[PASSAGE — start]

He was the eldest son of two sons and two daughters born to Mary ( Liddell) Myddelton and John Myddelton, MP of Chirk Castle, Denbighshire. His father, the younger son of Richard Myddelton of Shrewsbury, inherited his father's estates, including Chirk Castle, (Note: Richard Myddelton's uncle, Robert Myddelton (1678–1733), succeeded his cousin, Sir William Myddelton, 4th and last Baronet (1694–1718) (son of Sir Richard Myddelton, 3rd Baronet), to Chirk Castle upon the 4th Baronet's death on 5 January 1718.) when his elder brother Robert died young and without issue in 1733. His maternal grandfather was Thomas Liddell of Bedford Row, London.

He was educated at Eton School from 1739 to 1743, and matriculated at St John's College, Oxford in 1744. He succeeded to his father's Welsh estates, including Chirk Castle, in 1747.

==Career==
He was a Member of Parliament (MP) for Denbigh Boroughs from 1747 to 1788. He also acted as Lord Lieutenant of Denbighshire from 1748 to his death and as custos rotulorum of Denbighshire from 1749 to death. As Lord Lieutenant he took personal command of the Denbighshire Militia for the first two years after it was reformed in 1760. Other position held by Myddelton included steward of the lordship of Denbigh from 1748 to death, steward of the Lordship of Bromfield and Yale from 1749 to death and Recorder of Denbigh from 1749 to death.

==Personal life==
Myddelton was thrice married. On 14 March 1761, he married Elizabeth Rushout (1730–1772), the daughter of Lady Anne Compton (the sixth daughter of George Compton, 4th Earl of Northampton) and Sir John Rushout, 4th Baronet of Northwick Park, Gloucestershire. Before her death on 7 November 1772, they were the parents of one son and three daughters, including:

- Richard Myddelton (1764–1796), who succeeded his father as MP for Denbigh Boroughs.

[PASSAGE — finish]
[ENTRIES PROVIDED — start]

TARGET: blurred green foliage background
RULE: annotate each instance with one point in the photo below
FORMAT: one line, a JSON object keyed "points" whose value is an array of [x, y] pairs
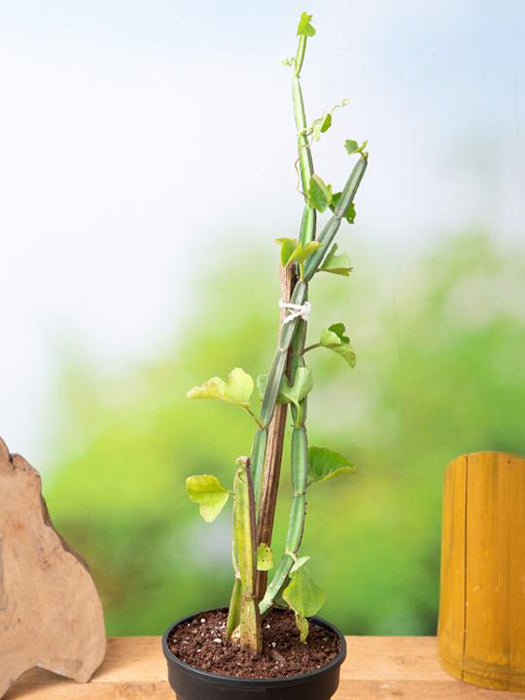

[ENTRIES PROVIDED — finish]
[ENTRIES PROVIDED — start]

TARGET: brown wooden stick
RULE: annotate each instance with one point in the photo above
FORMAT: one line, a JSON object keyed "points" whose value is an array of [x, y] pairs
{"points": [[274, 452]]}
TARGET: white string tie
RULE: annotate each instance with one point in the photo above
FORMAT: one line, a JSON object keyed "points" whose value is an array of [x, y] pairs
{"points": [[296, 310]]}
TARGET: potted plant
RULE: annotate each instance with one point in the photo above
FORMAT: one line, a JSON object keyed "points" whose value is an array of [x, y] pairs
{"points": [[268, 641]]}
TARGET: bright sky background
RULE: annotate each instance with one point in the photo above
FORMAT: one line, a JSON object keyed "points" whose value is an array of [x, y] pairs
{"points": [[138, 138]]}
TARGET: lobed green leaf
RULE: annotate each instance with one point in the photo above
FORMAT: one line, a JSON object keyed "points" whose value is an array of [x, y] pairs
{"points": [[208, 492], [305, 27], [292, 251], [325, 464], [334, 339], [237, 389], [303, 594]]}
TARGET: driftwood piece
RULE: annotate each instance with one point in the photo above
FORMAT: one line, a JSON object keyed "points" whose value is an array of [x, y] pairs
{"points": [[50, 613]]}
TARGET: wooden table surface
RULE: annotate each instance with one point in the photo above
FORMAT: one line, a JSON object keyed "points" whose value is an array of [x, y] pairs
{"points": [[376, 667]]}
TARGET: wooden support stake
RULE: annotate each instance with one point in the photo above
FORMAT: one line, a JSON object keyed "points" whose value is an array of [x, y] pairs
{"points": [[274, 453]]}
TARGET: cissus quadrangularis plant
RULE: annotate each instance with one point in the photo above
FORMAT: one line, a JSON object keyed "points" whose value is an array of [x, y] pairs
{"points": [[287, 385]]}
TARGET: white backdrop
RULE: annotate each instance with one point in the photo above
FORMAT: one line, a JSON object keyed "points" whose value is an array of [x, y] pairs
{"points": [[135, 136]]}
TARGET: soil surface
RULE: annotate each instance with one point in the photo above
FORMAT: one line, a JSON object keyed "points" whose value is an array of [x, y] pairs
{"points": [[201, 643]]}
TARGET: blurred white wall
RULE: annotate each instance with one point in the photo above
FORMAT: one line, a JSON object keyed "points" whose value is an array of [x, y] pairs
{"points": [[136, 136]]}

[ENTRIES PROVIDED — finish]
[ENTRIES PROVIDED — start]

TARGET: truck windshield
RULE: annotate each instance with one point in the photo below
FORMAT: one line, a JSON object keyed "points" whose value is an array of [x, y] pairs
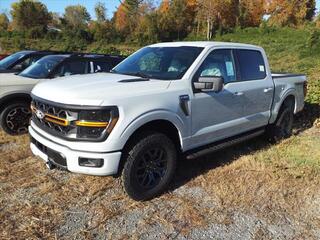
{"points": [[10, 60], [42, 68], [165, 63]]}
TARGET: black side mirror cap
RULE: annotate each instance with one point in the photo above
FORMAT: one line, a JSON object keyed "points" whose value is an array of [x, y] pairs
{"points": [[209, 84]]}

[ENTRIES PROVIDED — finish]

WORK TO BE COMPLETED: Copy out the full passage above about Myddelton's family, career and marriage, word for word.

RESPONSE TO THE EXERCISE:
He was the eldest son of two sons and two daughters born to Mary ( Liddell) Myddelton and John Myddelton, MP of Chirk Castle, Denbighshire. His father, the younger son of Richard Myddelton of Shrewsbury, inherited his father's estates, including Chirk Castle, (Note: Richard Myddelton's uncle, Robert Myddelton (1678–1733), succeeded his cousin, Sir William Myddelton, 4th and last Baronet (1694–1718) (son of Sir Richard Myddelton, 3rd Baronet), to Chirk Castle upon the 4th Baronet's death on 5 January 1718.) when his elder brother Robert died young and without issue in 1733. His maternal grandfather was Thomas Liddell of Bedford Row, London.

He was educated at Eton School from 1739 to 1743, and matriculated at St John's College, Oxford in 1744. He succeeded to his father's Welsh estates, including Chirk Castle, in 1747.

==Career==
He was a Member of Parliament (MP) for Denbigh Boroughs from 1747 to 1788. He also acted as Lord Lieutenant of Denbighshire from 1748 to his death and as custos rotulorum of Denbighshire from 1749 to death. As Lord Lieutenant he took personal command of the Denbighshire Militia for the first two years after it was reformed in 1760. Other position held by Myddelton included steward of the lordship of Denbigh from 1748 to death, steward of the Lordship of Bromfield and Yale from 1749 to death and Recorder of Denbigh from 1749 to death.

==Personal life==
Myddelton was thrice married. On 14 March 1761, he married Elizabeth Rushout (1730–1772), the daughter of Lady Anne Compton (the sixth daughter of George Compton, 4th Earl of Northampton) and Sir John Rushout, 4th Baronet of Northwick Park, Gloucestershire. Before her death on 7 November 1772, they were the parents of one son and three daughters, including:

- Richard Myddelton (1764–1796), who succeeded his father as MP for Denbigh Boroughs.